**STATED PROBLEM**. Turn the lines below into a numbered list, leaving out any blank lines.

**RECORD EXTRACTS**.
== == ==

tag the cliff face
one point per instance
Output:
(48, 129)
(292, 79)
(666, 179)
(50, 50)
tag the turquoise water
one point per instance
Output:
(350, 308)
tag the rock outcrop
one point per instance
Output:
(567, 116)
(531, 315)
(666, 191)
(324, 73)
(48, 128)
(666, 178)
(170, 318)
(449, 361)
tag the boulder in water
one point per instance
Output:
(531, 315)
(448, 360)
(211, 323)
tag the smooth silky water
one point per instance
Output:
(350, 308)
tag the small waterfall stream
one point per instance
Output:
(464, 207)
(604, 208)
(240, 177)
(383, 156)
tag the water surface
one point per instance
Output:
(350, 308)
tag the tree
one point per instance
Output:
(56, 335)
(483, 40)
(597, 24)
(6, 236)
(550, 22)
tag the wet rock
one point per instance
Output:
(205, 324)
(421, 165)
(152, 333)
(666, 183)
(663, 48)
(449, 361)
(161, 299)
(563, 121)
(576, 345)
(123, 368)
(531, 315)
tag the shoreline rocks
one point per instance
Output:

== == ==

**FINAL ANSWER**.
1. tag the cliff face
2. one point per instance
3. Output:
4. (48, 129)
5. (292, 79)
6. (666, 179)
7. (50, 50)
8. tag the turquoise water
9. one point per instance
10. Output:
11. (350, 308)
12. tag the rock outcrop
13. one point per instance
14. Output:
15. (567, 116)
16. (531, 315)
17. (666, 191)
18. (324, 73)
19. (48, 128)
20. (666, 178)
21. (170, 318)
22. (449, 361)
23. tag the boulder in water
24. one point per instance
25. Output:
26. (531, 315)
27. (448, 360)
28. (211, 323)
29. tag the smooth silky water
30. one point per instance
31. Output:
32. (350, 308)
33. tag the small waterfall stream
34. one point per instance
35. Output:
36. (464, 207)
37. (604, 208)
38. (240, 177)
39. (383, 156)
40. tag the water surface
41. one point per instance
42. Output:
43. (350, 308)
44. tag the tree
45. one point per instance
46. Output:
47. (56, 335)
48. (483, 40)
49. (597, 24)
50. (6, 236)
51. (550, 22)
52. tag the wet rock
53. one point per instance
54. Output:
55. (205, 324)
56. (421, 165)
57. (152, 333)
58. (666, 183)
59. (663, 48)
60. (449, 361)
61. (161, 299)
62. (563, 121)
63. (576, 345)
64. (123, 368)
65. (531, 315)
66. tag the shoreline rocks
67. one point per instance
68. Output:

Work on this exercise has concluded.